[Named region outline records]
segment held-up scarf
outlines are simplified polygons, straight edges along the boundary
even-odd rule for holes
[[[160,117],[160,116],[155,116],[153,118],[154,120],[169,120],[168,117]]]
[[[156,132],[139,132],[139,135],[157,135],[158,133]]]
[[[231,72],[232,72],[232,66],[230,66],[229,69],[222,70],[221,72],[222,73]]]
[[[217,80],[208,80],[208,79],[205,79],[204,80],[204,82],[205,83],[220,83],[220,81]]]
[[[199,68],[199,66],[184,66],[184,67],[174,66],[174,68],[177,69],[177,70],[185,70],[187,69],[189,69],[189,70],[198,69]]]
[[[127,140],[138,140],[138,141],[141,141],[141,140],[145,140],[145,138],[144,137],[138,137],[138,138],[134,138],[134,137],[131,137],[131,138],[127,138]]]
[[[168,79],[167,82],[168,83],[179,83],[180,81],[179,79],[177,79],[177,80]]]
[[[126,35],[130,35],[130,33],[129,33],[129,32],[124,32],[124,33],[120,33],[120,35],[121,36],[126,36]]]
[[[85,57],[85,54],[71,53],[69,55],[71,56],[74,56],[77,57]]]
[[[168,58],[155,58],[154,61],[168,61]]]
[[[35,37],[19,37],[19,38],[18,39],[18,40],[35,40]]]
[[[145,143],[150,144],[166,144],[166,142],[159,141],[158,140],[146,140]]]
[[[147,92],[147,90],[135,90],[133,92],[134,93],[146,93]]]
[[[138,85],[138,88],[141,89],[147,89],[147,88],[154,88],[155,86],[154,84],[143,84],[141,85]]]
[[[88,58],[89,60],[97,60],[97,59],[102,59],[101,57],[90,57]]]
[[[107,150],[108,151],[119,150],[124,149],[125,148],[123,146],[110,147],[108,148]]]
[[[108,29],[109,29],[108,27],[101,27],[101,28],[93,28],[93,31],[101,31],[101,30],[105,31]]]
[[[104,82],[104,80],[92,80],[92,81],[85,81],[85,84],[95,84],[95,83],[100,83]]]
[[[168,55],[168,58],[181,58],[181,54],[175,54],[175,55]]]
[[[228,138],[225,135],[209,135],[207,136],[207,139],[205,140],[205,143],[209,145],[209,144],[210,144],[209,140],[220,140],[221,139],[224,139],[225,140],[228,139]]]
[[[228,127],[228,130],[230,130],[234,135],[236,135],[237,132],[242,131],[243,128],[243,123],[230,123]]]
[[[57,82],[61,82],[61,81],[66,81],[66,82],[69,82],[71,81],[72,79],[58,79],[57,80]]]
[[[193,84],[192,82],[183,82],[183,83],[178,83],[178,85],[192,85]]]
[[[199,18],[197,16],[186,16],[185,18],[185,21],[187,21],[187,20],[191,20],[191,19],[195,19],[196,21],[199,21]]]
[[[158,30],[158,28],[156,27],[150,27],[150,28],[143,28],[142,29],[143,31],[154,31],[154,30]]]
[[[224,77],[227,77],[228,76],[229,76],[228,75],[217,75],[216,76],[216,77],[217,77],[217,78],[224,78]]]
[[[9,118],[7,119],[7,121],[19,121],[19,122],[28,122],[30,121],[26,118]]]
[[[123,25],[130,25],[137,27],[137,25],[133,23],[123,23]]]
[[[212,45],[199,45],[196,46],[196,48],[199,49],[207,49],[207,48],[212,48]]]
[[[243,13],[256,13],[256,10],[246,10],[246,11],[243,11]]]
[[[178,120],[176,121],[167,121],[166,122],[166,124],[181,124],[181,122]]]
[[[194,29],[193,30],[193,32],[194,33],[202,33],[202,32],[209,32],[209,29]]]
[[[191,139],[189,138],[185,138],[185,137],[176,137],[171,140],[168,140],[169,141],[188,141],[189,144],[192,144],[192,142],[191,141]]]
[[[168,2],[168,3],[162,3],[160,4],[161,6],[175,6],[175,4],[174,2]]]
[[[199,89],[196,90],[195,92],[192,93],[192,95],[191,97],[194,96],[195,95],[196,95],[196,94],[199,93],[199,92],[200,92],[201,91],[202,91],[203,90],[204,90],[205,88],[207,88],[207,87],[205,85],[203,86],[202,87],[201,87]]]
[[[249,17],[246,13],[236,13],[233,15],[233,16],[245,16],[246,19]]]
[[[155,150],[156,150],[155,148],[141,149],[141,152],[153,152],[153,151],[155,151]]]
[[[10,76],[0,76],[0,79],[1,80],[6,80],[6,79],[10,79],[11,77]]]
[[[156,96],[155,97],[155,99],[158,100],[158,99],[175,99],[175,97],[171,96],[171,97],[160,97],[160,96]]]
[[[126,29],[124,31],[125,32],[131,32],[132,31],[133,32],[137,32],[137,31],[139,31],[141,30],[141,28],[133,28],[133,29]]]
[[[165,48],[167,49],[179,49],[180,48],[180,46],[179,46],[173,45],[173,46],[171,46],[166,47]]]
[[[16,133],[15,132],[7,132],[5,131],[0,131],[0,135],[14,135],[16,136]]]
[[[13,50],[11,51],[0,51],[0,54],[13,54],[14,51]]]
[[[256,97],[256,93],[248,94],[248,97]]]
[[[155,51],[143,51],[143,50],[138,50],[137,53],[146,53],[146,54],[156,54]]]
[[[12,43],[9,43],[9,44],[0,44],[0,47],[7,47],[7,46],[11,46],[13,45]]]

What you will do =>
Each line of the material above must be retyped precisely.

Answer to this problem =>
segment held-up scarf
outlines are simplified polygons, straight edges along the boundary
even-odd rule for holes
[[[160,117],[160,116],[155,116],[153,118],[154,120],[169,120],[168,117]]]
[[[156,132],[139,132],[139,135],[157,135],[158,133]]]
[[[231,72],[232,72],[232,66],[230,66],[229,69],[222,70],[221,72],[222,73]]]
[[[217,80],[208,80],[208,79],[205,79],[204,80],[204,82],[205,83],[220,83],[220,81]]]
[[[199,68],[199,66],[184,66],[184,67],[174,66],[174,68],[177,69],[177,70],[185,70],[187,69],[189,69],[189,70],[198,69]]]
[[[127,140],[138,140],[138,141],[141,141],[141,140],[145,140],[145,138],[144,137],[138,137],[138,138],[134,138],[134,137],[131,137],[131,138],[127,138]]]
[[[168,79],[167,82],[168,83],[179,83],[180,81],[179,79],[177,79],[177,80]]]
[[[126,35],[130,35],[130,33],[129,33],[129,32],[124,32],[124,33],[120,33],[120,35],[121,36],[126,36]]]
[[[85,57],[85,54],[71,53],[69,55],[71,56],[74,56],[77,57]]]
[[[168,58],[155,58],[154,61],[168,61]]]
[[[35,37],[19,37],[19,38],[18,39],[18,40],[35,40]]]
[[[145,143],[150,144],[166,144],[166,142],[159,141],[158,140],[146,140]]]
[[[147,92],[147,90],[135,90],[133,92],[134,93],[146,93]]]
[[[138,85],[138,88],[141,89],[147,89],[147,88],[154,88],[155,86],[154,84],[143,84],[141,85]]]
[[[88,58],[89,60],[97,60],[97,59],[102,59],[101,57],[90,57]]]
[[[107,150],[108,151],[119,150],[124,149],[125,148],[123,146],[110,147],[108,148]]]
[[[108,29],[109,29],[108,27],[101,27],[101,28],[93,28],[93,31],[101,31],[101,30],[105,31]]]
[[[104,82],[104,80],[92,80],[92,81],[85,81],[85,84],[95,84],[95,83],[100,83]]]
[[[168,55],[168,58],[181,58],[181,54],[175,54],[175,55]]]
[[[228,138],[225,135],[209,135],[207,136],[207,139],[205,140],[205,143],[209,145],[209,144],[210,144],[209,140],[220,140],[221,139],[224,139],[225,140],[228,139]]]
[[[228,127],[228,130],[230,130],[234,135],[236,135],[237,132],[242,131],[243,128],[243,123],[230,123]]]
[[[57,82],[61,82],[61,81],[66,81],[66,82],[69,82],[71,81],[72,79],[58,79],[57,80]]]
[[[193,84],[192,82],[183,82],[183,83],[178,83],[178,85],[192,85]]]
[[[199,18],[197,16],[186,16],[185,18],[185,21],[187,21],[187,20],[191,20],[191,19],[195,19],[196,21],[199,21]]]
[[[158,30],[158,28],[156,27],[150,27],[150,28],[143,28],[142,29],[143,31],[154,31],[154,30]]]
[[[224,77],[227,77],[228,76],[229,76],[228,75],[217,75],[216,76],[216,77],[217,77],[217,78],[224,78]]]
[[[9,118],[7,119],[7,121],[19,121],[19,122],[28,122],[30,121],[26,118]]]
[[[123,25],[130,25],[137,27],[137,25],[133,23],[123,23]]]
[[[212,45],[199,45],[196,46],[196,48],[199,49],[207,49],[207,48],[212,48]]]
[[[243,13],[256,13],[256,10],[246,10],[246,11],[243,11]]]
[[[178,120],[176,121],[167,121],[166,122],[166,124],[181,124],[181,122]]]
[[[194,29],[193,30],[193,32],[194,33],[202,33],[202,32],[209,32],[209,29]]]
[[[191,139],[189,138],[185,138],[185,137],[176,137],[171,140],[168,140],[169,141],[188,141],[189,144],[192,144],[192,142],[191,141]]]
[[[168,2],[168,3],[162,3],[160,4],[161,6],[175,6],[175,4],[174,2]]]
[[[199,89],[196,90],[195,92],[192,93],[192,95],[191,97],[194,96],[195,95],[196,95],[196,94],[199,93],[199,92],[200,92],[201,91],[202,91],[203,90],[204,90],[205,88],[207,88],[207,87],[205,85],[203,86],[202,87],[201,87]]]
[[[249,17],[246,13],[236,13],[233,15],[233,16],[245,16],[246,19]]]
[[[155,150],[156,150],[155,148],[141,149],[141,152],[153,152],[153,151],[155,151]]]
[[[10,76],[0,76],[0,79],[1,80],[6,80],[6,79],[10,79],[11,77]]]
[[[156,96],[155,97],[155,99],[158,100],[158,99],[175,99],[175,97],[171,96],[171,97],[160,97],[160,96]]]
[[[126,29],[124,31],[125,32],[131,32],[132,31],[133,32],[137,32],[137,31],[139,31],[141,30],[141,28],[133,28],[133,29]]]
[[[165,48],[167,49],[179,49],[180,48],[180,46],[179,46],[173,45],[173,46],[171,46],[166,47]]]
[[[16,133],[15,132],[7,132],[5,131],[0,131],[0,135],[14,135],[16,136]]]
[[[13,50],[11,51],[0,51],[0,54],[13,54],[14,51]]]
[[[256,97],[256,93],[248,94],[248,97]]]
[[[155,51],[143,51],[143,50],[138,50],[137,53],[146,53],[146,54],[156,54]]]
[[[12,43],[9,43],[9,44],[0,44],[0,47],[7,47],[7,46],[11,46],[13,45]]]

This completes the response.